▸ **Dataset items**

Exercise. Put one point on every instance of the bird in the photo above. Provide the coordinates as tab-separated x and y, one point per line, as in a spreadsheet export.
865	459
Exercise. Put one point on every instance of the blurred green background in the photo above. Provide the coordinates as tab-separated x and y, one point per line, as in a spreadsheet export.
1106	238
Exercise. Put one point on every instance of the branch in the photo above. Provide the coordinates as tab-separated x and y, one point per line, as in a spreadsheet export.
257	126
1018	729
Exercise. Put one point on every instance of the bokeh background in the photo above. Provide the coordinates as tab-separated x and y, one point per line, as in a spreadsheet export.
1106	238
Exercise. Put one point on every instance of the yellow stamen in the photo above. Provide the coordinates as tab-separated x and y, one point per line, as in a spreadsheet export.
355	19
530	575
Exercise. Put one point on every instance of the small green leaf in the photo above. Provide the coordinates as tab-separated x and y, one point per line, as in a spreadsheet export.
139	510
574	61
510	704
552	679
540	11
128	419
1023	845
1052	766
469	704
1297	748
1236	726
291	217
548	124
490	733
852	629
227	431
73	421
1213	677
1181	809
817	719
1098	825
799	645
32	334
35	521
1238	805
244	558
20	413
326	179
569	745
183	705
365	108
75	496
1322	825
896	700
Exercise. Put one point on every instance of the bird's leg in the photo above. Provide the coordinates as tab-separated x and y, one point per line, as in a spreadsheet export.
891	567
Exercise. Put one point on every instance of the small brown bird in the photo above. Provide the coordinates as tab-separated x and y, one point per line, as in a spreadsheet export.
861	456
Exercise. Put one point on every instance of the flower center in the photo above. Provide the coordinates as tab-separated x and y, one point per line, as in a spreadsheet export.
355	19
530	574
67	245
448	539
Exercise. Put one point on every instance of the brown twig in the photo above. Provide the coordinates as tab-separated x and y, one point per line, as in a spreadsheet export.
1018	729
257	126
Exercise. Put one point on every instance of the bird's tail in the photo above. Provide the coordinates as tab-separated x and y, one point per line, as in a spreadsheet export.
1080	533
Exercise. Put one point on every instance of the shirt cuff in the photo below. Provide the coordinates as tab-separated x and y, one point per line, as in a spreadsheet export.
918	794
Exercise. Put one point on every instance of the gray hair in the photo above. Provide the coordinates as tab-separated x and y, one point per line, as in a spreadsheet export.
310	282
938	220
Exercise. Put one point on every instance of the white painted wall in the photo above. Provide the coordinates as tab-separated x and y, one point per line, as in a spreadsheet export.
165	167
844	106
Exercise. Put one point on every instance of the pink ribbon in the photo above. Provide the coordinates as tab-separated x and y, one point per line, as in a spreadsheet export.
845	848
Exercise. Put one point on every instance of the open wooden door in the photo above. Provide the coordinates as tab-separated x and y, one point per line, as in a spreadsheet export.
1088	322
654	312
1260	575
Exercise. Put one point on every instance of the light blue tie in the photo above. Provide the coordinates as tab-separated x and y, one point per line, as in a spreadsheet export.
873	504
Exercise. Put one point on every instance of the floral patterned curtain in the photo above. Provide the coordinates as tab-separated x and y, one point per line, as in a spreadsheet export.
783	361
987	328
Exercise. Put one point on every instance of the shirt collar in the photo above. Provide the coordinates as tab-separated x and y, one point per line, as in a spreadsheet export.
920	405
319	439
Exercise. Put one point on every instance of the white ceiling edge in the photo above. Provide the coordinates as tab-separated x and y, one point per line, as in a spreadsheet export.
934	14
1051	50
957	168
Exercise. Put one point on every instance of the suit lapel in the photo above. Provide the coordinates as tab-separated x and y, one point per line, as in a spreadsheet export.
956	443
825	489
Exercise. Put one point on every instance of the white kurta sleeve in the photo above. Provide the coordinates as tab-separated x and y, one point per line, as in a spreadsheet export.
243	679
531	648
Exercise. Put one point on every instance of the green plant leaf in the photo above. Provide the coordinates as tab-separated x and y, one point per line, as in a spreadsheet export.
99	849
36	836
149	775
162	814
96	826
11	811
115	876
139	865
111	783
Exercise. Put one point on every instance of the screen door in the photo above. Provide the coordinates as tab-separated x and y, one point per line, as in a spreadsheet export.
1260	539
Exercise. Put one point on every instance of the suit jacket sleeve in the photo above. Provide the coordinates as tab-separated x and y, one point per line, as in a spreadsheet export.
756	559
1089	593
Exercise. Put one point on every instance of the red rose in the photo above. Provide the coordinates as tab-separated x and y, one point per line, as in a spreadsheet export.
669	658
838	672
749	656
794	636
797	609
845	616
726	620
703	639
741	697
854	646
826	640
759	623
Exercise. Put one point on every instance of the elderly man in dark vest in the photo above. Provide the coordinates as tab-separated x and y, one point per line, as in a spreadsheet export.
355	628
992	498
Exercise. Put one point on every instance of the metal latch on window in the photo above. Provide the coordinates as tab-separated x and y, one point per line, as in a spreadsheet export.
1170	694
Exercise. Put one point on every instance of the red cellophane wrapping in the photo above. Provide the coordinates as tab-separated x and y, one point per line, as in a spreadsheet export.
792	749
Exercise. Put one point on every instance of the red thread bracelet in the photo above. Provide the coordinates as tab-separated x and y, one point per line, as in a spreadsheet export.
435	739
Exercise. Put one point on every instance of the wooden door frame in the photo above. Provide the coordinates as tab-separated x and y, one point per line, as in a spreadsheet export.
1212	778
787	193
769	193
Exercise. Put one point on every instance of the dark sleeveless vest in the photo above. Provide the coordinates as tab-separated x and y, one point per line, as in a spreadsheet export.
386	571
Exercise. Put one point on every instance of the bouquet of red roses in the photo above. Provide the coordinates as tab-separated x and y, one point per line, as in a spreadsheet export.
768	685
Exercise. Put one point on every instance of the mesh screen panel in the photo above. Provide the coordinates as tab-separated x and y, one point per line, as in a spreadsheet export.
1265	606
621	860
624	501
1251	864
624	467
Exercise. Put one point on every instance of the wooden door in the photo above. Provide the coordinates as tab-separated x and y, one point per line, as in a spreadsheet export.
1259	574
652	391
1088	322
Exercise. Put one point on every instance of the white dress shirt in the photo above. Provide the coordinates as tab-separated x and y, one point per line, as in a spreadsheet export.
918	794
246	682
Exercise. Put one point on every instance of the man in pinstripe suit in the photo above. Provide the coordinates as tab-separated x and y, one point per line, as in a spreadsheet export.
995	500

▸ **ASSIGNED TASK**
All entries given above should be transcribed exactly, with none omitted.

▸ **TASK OUTPUT**
Exercise. Put one point on every instance of the bird in the photo above. Provide the coordinates as tab-separated x and y, one point per line, as in a spreadsheet export.
865	459
Exercise. Put one point on every instance of the blurred green background in the photo above. Provide the coordinates as tab-separated x and y, one point per line, as in a spreadsheet export.
1106	238
Exercise. Put one point on every instance of the branch in the photo above. Provide the coordinates as tab-separated x and y, one point per line, as in a spreadsheet export.
257	126
1018	729
Exercise. Put one point on every instance of the bokeh background in the photo above. Provide the coordinates as tab-separated x and y, one point per line, as in a spreadsheet export.
1106	238
Exercise. Put one point on every instance of the yellow stamen in the photo above. Provide the coordinates as tab-separated x and y, one point per line, as in a spreadsheet export.
355	19
530	575
Exercise. Put one point on every instance of the small green leaf in the photo above. Provide the coordinates as tab-separated x and y, one point per line, as in a spreadsheet export.
139	510
574	61
510	704
552	679
540	11
128	419
1023	845
1052	766
469	704
1297	748
1236	726
291	217
548	124
490	733
852	629
227	431
73	421
1213	677
1181	809
817	719
1098	825
799	645
32	334
35	521
1238	805
244	558
20	413
326	179
569	745
183	705
365	108
75	496
1322	825
896	700
Exercise. Put one point on every instance of the bird's leg in the photo above. Provide the coordinates as tab-separated x and y, one point per line, as in a spreadsheet export.
891	567
Exercise. Put one point on every instance of the small brown bird in the photo above. Provide the coordinates as tab-separated x and y, one point per line, as in a spreadsheet export.
861	456
Exercise. Put one point on every instance of the flower center in the photo above. Provide the coordinates as tab-separated x and y, one point per line, as in a spreadsheet export.
355	19
530	574
67	245
448	539
Exercise. Put one point on every instance of the brown twig in the photo above. Provide the coordinates as tab-separated x and y, one point per line, as in a spreadsheet export.
1018	729
257	126
Exercise. Put one point on every instance of the bird's tail in the photo above. Provide the coordinates as tab-separated x and y, one point per line, as in a spreadsheet export.
1080	533
Exercise. Put one point on every instance of the shirt cuff in the photo below. Provide the coordinates as tab-separated x and y, one point per line, as in a spreadsheet export.
918	794
Exercise. Put one point on every instance of the gray hair in the photo above. Provide the coordinates as tab-separated x and y, one point per line, as in a spreadsheet export.
310	282
938	220
Exercise. Put one point on every instance of the white painted wall in the photo above. Provide the coordinates as tab-separated x and y, one point per line, as in a spreadsheet export.
165	167
844	106
Exercise. Put one point on every instance of the pink ribbon in the photo above. Provide the coordinates as tab-separated x and y, one point per line, as in a spreadsheet export.
845	848
Exercise. Put one point on every instance of the open wooden door in the photo above. Provide the coordinates as tab-separated x and y, one point per line, as in a spreadsheet export.
1088	322
654	312
1260	575
Exercise. Put one point on every instance of the light blue tie in the photo above. Provide the coordinates as tab-separated x and y, one point per line, as in a spreadsheet export.
873	504
Exercise. Put one point on every instance of the floral patterned curtain in the photo above. Provide the coordinates as tab-separated x and y, one point per line, as in a spreadsheet export.
783	361
987	328
Exercise. Put one point on every instance of the shirt collar in the photo above. Provide the coordinates as tab-separated x and y, one point per line, as in a spreadsheet export.
920	405
319	439
Exercise. Put one point on every instance of the white ceiling edge in the photo above. Provide the coordinates as tab-separated x and y, one point per line, as in a spreadsheet export.
934	14
1051	50
957	168
Exercise. Put one point on every instance of the suit lapel in the photo above. Provide the coordinates as tab-separated x and y, one point per line, as in a spreadsheet export.
956	443
825	489
Exercise. Put one point on every instance of the white kurta sleeve in the photo above. Provide the coordinates as tab-separated x and y, one point per line, as in a spreadsheet export.
243	679
531	648
Exercise. Put one point on every instance of the green plant leaf in the photo above. Provide the coordinates as tab-separated x and y, one point per line, as in a spreadsheet export.
99	849
36	836
149	775
162	814
96	826
11	811
115	876
139	865
111	783
Exercise. Put one point on every instance of the screen door in the photo above. Provide the coordinates as tab-separated x and y, one point per line, as in a spreadsheet export.
1260	539
Exercise. Put one point on every instance of the suit jacket sleeve in the photo above. Provide the coordinates as tab-separated x and y, one point per line, as in a spreadsheet export.
756	559
1089	593
Exercise. Put one point on every instance of the red rose in the photo above. Provide the coordinates as tab-separated x and y, one point per line, as in a spreadsheet export.
669	658
838	672
749	656
794	636
797	609
845	616
726	620
703	639
741	697
854	646
826	640
759	623
Exercise. Put one point on every instance of the elderly man in dark vest in the photo above. Provide the coordinates as tab-separated x and y, one point per line, as in a spreadsheet export.
355	628
992	498
Exercise. Put one point on every instance of the metal latch on window in the photo above. Provide the coordinates as tab-separated x and y, one point per line, as in a spreadsheet export.
1170	694
Exercise. Put one point on every instance of the red cellophane wrapping in the photo above. Provide the coordinates as tab-separated x and y, one point per line, as in a spreadsheet export.
792	749
Exercise. Put one point on every instance of the red thread bracelet in the photo above. Provide the coordinates as tab-separated x and y, one point per line, as in a spreadsheet export.
435	739
Exercise. Put one point on every instance of the wooden door frame in the photo above. Provide the coordinates as tab-separated x and y, one point per line, as in a spreadsheet export.
1212	778
787	193
769	193
Exercise. Put one point on every instance of the dark sleeveless vest in the photo above. Provide the coordinates as tab-separated x and y, one point per line, as in a spreadsheet export.
386	571
Exercise. Put one point on every instance of the bouquet of red roses in the photo above. Provide the coordinates as tab-separated x and y, one point per line, as in a spreadsheet export.
768	685
Exercise. Put one point on every instance of the mesh screen panel in the photo above. Provide the coordinates as tab-separated x and y, one point per line, as in a spreadsheet export.
1265	606
621	860
624	501
1251	864
624	467
Exercise. Put one point on every instance of the wooden door in the photo above. Provide the coordinates as tab-separated x and y, one point per line, as in a spreadsheet export.
1259	574
652	391
1088	322
Exercise. Put one point on every instance of the white dress shirt in the photo above. Provide the coordinates as tab-separated x and y, one point per line, as in a spreadsheet export.
918	794
246	682
Exercise. Put one point on every instance of the man in pinstripe suit in the photo above. Provide the coordinates as tab-separated x and y, one point per line, as in a spreadsheet export.
995	500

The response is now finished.